======== Texte extrait

Les périodes de très faibles débits ne correspondent pas toujours à des sécheresses agricoles !
L'étang du Boulet, à Feins (35) à la mi-novembre. L’Ille-et-Vilaine est encore en statut réglementaire d’alerte.
Les périodes de très faibles débits ne correspondent pas toujours à des sécheresses agricoles. Exemple avec l'année 1989. Et si, comme à l'époque, deux années sèches se succédaient ?
Suite à la publication de notre dernier article "Vers la fin de l'étiage ? Encore faudra-t-il en tirer les leçons..." nous avons reçu un message nous faisant remarquer que notre échantillon d’étiages sévères avait omis d’examiner l’année 1989, qui avait posé à l’époque des difficultés de gestion particulières. Notons qu’en plus, suite à un retour des pluies tardif et finalement assez peu important, l’année suivante 1990 été marquée par un deuxième étiage sévère, avec une contribution des eaux souterraines particulièrement modeste. Malgré quelques crues hivernales, plusieurs barrages avaient eu un remplissage faible… occasionnant une situation spécifique et critique.
Que M Bernard G. soit ici remercié pour sa remarque pertinente, qui montre qu’à se focaliser sur les baisses de débits précoces, des situations critiques peuvent échapper à l’analyse. Car en fait 1989 n’est pas une année de sécheresse agricole. C’est même un exemple très intéressant.
19891 se distingue par des pluies répétées en juin, puis début juillet qui masquent une situation hydrologique de départ peu favorable. Pour l’activité agricole, les récoltes d’herbe, de céréales à paille sont correctes.
Ce n’est que fin juillet que les débits commencent à être faibles. Oh, pas les débits les plus faibles, les quatre autres années étudiées seront plus critiques. Mais cet étiage va s’inscrire dans la durée. Et se finira seulement vers le 15 décembre, sur d’autres stations début janvier ! Il dure 132 jours au moins, 150 à 166 jours pour 75 % des sites, c’est à dire cinq bons mois. Sur la douzaine de stations que nous analysons au titre des effets du changement climatique, seules trois ont connu un autre étiage plus long au cours des 50 dernières années (Léguer, Couesnon, Jet).

================
======== Données fournies

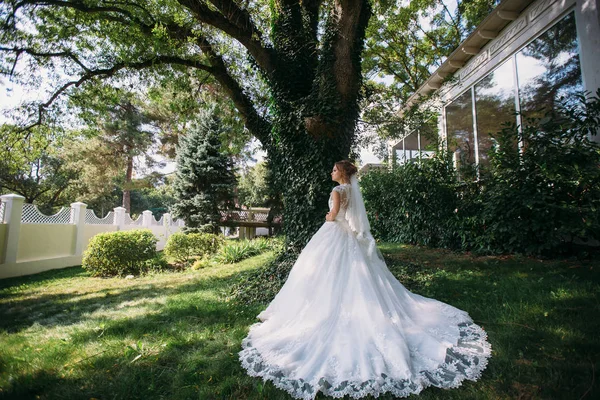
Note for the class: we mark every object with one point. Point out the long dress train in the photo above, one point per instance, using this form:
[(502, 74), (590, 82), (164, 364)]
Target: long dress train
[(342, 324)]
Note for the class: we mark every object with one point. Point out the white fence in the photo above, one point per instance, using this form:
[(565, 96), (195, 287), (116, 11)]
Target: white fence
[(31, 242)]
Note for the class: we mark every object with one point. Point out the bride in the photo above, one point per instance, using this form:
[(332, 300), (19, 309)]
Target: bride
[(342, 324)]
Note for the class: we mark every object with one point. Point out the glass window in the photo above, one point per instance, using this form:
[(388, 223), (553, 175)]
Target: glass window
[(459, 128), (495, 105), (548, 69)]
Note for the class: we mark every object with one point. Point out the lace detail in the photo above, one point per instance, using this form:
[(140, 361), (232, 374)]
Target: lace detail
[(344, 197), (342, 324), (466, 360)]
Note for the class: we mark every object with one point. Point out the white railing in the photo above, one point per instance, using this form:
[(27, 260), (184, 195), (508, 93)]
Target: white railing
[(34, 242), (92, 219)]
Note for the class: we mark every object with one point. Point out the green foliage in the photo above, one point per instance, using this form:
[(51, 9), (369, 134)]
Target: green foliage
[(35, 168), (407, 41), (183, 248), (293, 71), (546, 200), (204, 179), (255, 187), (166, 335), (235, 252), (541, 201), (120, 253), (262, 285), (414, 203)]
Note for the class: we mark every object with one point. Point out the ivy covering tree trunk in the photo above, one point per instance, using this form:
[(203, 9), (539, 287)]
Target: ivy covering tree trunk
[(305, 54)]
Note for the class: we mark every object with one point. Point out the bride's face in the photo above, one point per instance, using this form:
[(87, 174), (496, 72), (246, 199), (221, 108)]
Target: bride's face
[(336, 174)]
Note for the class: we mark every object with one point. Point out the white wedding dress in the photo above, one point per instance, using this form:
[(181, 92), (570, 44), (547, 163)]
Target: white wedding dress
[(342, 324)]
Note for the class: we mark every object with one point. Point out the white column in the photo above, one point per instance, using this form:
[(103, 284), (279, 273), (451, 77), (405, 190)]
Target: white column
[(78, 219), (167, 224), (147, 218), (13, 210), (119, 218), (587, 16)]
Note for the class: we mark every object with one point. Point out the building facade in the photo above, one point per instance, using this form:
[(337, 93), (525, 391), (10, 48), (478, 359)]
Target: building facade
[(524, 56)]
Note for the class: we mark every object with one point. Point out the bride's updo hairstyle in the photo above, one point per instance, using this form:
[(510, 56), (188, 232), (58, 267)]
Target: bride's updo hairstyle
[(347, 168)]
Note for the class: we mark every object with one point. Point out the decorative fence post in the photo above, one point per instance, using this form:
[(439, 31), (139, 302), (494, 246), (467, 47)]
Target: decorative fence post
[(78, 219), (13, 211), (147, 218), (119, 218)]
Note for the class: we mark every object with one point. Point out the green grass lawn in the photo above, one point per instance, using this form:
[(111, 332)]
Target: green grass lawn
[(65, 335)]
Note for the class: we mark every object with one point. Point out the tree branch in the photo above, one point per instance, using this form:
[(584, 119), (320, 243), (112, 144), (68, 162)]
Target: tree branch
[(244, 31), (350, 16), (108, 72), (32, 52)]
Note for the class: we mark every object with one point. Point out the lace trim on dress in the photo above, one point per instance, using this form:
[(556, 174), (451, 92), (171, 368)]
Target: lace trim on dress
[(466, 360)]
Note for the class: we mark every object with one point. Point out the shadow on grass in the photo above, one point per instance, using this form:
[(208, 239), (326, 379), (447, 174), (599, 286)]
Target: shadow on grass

================

Série de consignes
(A) Répondez aux questions suivantes à partir de l'article sur les faibles débits.
(i) Quelle année l'échantillon d'étiages sévères avait-il omis d'examiner ?
(ii) À quel moment les débits commencent-ils à être faibles cette année-là ?
(iii) Quelles sont les trois stations ayant connu un étiage plus long au cours des 50 dernières années ?
(B) Reproduisez fidèlement le passage de l'article sur les faibles débits qui commence par « Suite à la publication » et se poursuit jusqu'à « spécifique et critique. ».
Les lignes ne jouent ici aucun rôle.

Réponses dans l'ordre
(A)
(i) L'année 1989.
(ii) Fin juillet.
(iii) Le Léguer, le Couesnon et le Jet.

(B)
Suite à la publication de notre dernier article "Vers la fin de l'étiage ? Encore faudra-t-il en tirer les leçons..." nous avons reçu un message nous faisant remarquer que notre échantillon d’étiages sévères avait omis d’examiner l’année 1989, qui avait posé à l’époque des difficultés de gestion particulières. Notons qu’en plus, suite à un retour des pluies tardif et finalement assez peu important, l’année suivante 1990 été marquée par un deuxième étiage sévère, avec une contribution des eaux souterraines particulièrement modeste. Malgré quelques crues hivernales, plusieurs barrages avaient eu un remplissage faible… occasionnant une situation spécifique et critique.